#### Problem to work on
Copy the lines word for word. Begin at the line that contains "Would you mind pointing to the heart" and end with the final line of the data.

#### Given data
****************************************
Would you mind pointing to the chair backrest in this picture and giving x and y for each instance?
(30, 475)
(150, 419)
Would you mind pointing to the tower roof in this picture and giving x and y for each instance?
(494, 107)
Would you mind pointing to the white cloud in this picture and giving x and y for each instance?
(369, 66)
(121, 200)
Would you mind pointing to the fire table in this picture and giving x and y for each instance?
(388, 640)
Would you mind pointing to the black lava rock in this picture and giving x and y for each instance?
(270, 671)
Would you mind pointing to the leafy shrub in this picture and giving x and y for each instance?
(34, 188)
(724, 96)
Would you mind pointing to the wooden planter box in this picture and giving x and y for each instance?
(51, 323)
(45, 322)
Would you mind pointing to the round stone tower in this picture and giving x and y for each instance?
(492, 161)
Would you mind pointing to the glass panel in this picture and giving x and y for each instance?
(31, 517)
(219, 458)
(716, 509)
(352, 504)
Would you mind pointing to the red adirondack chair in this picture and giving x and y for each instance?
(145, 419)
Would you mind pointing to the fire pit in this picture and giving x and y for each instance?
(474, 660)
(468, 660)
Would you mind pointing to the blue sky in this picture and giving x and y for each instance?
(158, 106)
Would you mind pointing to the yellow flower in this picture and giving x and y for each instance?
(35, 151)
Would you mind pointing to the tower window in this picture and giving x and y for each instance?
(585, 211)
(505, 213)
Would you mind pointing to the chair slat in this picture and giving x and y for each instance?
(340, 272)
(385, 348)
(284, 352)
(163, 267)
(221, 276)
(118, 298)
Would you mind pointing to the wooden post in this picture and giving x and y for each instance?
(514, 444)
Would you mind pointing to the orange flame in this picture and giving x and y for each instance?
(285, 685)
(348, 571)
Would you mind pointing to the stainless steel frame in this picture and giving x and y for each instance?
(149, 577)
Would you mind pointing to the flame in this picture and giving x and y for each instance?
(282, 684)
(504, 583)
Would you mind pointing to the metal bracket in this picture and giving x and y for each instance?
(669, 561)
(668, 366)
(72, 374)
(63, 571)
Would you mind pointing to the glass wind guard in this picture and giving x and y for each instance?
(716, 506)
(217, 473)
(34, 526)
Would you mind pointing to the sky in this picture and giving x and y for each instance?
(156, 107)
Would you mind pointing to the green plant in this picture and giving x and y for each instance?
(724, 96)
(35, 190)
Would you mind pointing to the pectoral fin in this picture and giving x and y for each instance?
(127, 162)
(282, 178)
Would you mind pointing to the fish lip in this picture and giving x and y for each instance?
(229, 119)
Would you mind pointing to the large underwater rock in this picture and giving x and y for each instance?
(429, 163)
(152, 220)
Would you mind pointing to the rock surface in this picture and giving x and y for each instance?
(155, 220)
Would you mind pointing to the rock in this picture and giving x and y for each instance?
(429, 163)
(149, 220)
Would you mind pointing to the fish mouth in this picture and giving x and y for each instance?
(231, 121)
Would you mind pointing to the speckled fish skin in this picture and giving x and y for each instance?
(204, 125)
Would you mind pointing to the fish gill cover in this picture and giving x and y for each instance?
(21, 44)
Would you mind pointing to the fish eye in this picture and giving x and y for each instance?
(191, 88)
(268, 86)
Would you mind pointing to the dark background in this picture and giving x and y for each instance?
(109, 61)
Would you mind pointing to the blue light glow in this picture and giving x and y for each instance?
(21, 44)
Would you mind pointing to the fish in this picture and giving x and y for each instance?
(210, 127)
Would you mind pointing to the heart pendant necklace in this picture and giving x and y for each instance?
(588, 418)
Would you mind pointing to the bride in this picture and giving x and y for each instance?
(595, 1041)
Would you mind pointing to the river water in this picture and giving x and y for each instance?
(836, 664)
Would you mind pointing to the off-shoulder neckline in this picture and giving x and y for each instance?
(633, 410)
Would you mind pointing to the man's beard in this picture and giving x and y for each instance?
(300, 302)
****************************************
#### Solution to this task
Would you mind pointing to the heart pendant necklace in this picture and giving x and y for each instance?
(588, 418)
Would you mind pointing to the bride in this picture and giving x and y for each instance?
(595, 1041)
Would you mind pointing to the river water in this picture and giving x and y for each instance?
(836, 664)
Would you mind pointing to the off-shoulder neckline in this picture and giving x and y for each instance?
(633, 410)
Would you mind pointing to the man's beard in this picture and giving x and y for each instance?
(300, 302)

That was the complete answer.